> EXERCISES
1 > Summarize the press release on health IT and health care reform in two sentences.
2 > Write the next part of the press release on health IT and health care reform, starting after its final sentence.

> PASSAGE TO READ
++++++++

Health Information Technology and Health Care Reform Must Be Well-Aligned To Improve Health and Lower Costs | Markle | Advancing America's Future
Health Information Technology and Health Care Reform Must Be Well-Aligned To Improve Health and Lower Costs | Markle | Advancing America's Future

Health Information Technology and Health Care Reform Must Be Well-Aligned To Improve Health and Lower Costs

Publication Date: July 15, 2009 | Back to Latest News

WASHINGTON, DC—Dramatic improvements in health and reductions in cost growth are achievable if efforts to boost health information technology (IT) are aligned with broader health care reform, a group of three influential non-profit organizations said today.

Committing to specific, ambitious targets—like preventing 1 million heart attacks and strokes and cutting medication errors and administrative burdens in half—will allow health IT investments and health care reform to be directed toward results that will benefit the American public for generations, according to the Markle Foundation, the Center for American Progress, and the Engelberg Center for Health Care Reform at Brookings.

The three organizations today hosted a forum of industry and policy leaders on the need for health IT investments under the American Recovery and Reinvestment Act of 2009 (ARRA) that support a broader transformation to improve health outcomes and reduce health care cost growth.

“Health reform and health IT investments will protect all Americans only if we set concrete health improvement targets and identify the specific costs to be controlled,” said Markle President Zoë Baird. “We know how to prevent 1 million heart attacks and strokes and how to slash the time physicians spend on administrative tasks. Let’s set these goals and others like them. This is the only way we can expand coverage, improve outcomes, and control costs.”

“We must take concrete steps now toward a health care system that pays for better quality and lower costs, rather than the unsustainable status quo of paying primarily for volume of medical services,” said Mark McClellan, MD, PhD, Director of the Engelberg Center for Health Care Reform and Leonard D. Schaeffer Chair in Health Policy Studies at the Brookings Institution. “By tying support for health IT directly to achieving these quality and cost improvements, the new health IT payments can be a critical step toward achieving this vision.”

The group urged public- and private-sector leaders to embrace the 2015 health care improvement goals presented last month by an advisory committee of the U.S. Department of Health and Human Services’ (HHS) Office of the National Coordinator for Health IT (ONC). The goals include preventing 1 million heart attacks and strokes; cutting rates of medication errors, preventable
hospitalizations, and racial/ethnic disparities in diabetes control in half; and providing patients with easy access to their own health information. The group proposes adding two 2015 goals to specifically address growth in health care costs: identifying duplicative health care services and reducing them by 50 percent, and halving the time spent by physicians on administrative tasks.

++++++++

> ENTRIES SHOWN
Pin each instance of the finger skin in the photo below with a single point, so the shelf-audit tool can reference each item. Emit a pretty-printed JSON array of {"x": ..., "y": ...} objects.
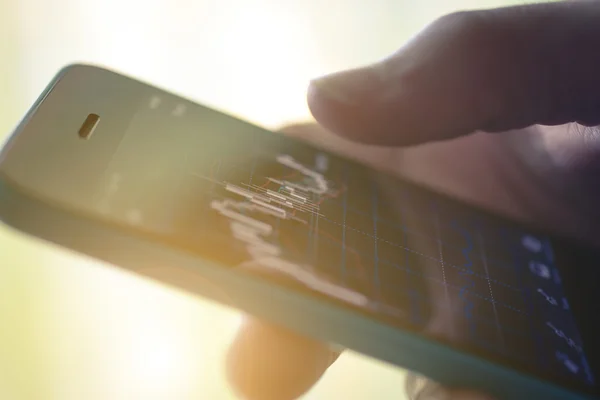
[
  {"x": 488, "y": 70},
  {"x": 270, "y": 363}
]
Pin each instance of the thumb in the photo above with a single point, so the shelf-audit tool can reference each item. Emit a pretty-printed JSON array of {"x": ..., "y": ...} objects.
[{"x": 488, "y": 70}]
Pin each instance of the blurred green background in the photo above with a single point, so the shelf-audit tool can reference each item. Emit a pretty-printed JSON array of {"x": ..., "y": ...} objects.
[{"x": 73, "y": 328}]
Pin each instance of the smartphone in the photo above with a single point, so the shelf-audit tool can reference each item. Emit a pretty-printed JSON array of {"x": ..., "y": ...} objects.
[{"x": 153, "y": 183}]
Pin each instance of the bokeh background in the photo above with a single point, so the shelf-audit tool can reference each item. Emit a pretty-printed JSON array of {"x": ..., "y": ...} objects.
[{"x": 72, "y": 328}]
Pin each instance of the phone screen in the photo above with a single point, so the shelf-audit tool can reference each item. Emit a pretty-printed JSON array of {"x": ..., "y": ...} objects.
[{"x": 268, "y": 205}]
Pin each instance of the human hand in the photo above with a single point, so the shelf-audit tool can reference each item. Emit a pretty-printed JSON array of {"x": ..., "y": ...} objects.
[{"x": 529, "y": 72}]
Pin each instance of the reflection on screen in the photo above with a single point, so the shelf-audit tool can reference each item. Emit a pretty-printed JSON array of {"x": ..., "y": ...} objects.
[{"x": 265, "y": 204}]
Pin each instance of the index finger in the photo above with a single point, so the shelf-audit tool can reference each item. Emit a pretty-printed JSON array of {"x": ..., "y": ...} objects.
[{"x": 487, "y": 70}]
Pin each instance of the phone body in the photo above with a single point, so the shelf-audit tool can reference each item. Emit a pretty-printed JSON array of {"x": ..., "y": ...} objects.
[{"x": 309, "y": 240}]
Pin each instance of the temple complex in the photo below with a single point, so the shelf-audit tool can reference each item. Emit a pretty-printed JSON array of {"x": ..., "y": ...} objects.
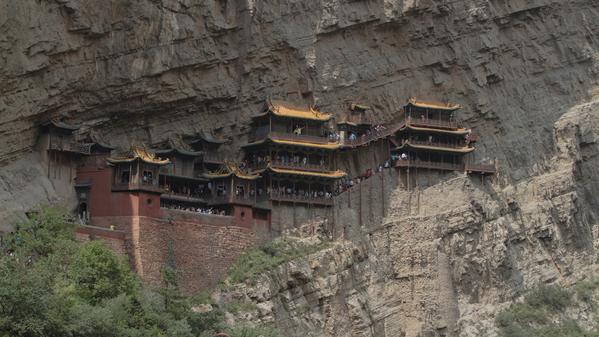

++++++++

> RESPONSES PER TASK
1 > The Markle Foundation, the Center for American Progress, and the Engelberg Center for Health Care Reform at Brookings said that aligning health IT efforts with broader health care reform can bring dramatic improvements in health and lower cost growth, especially if leaders commit to specific targets such as preventing 1 million heart attacks and strokes and cutting medication errors and administrative burdens in half. The group urged leaders to embrace the 2015 goals from an advisory committee of HHS's Office of the National Coordinator for Health IT and proposed two more goals: reducing duplicative health care services by 50 percent and halving the time physicians spend on administrative tasks.

2 >
“These goals are ambitious but achievable if we implement health IT and health reform effectively,” said Todd Park, Senior Fellow at the Center for American Progress. “Top public- and private-sector leadership should firmly embrace these goals and facilitate their realization through communications to their own organizations and the American public. We should commit to the achievement of these goals as we dive into the details of policy formulation and execution.”

The three organizations have submitted a collaborative comment on behalf of a broad range of groups urging HHS to structure the criteria for ARRA’s health IT subsidies to doctors and hospitals in a way that is most likely to achieve these key 2015 goals.

“Success will be measured in the number of lives saved, the quality of health improved, and unnecessary costs controlled,” said Carol Diamond, MD, MPH, Managing Director at Markle. “The health IT investments and privacy protections in the Recovery Act are critical. Broader health care reform must build on these efforts by placing value on better outcomes, slowing growth of health care costs, and protecting privacy.”

 


 

The Markle Foundation works to realize the full potential of information and information technology to address critical public needs, particularly in the areas of health and national security. Markle collaborates with innovators and thought leaders from the public and private sectors whose expertise lies in the areas of information technology, privacy, civil liberties, health, and national security. The Markle Health Program is committed to accelerating the ability of patients and consumers to use information technology to improve their health and health care, while protecting patient privacy. 

The Center for American Progress is a nonpartisan research and educational institute dedicated to promoting a strong, just and free America that ensures opportunity for all. We believe that Americans are bound together by a common commitment to these values and we aspire to ensure that our national policies reflect these values. We work to find progressive and pragmatic solutions to significant domestic and international problems and develop policy proposals that foster a government that is “of the people, by the people, and for the people.”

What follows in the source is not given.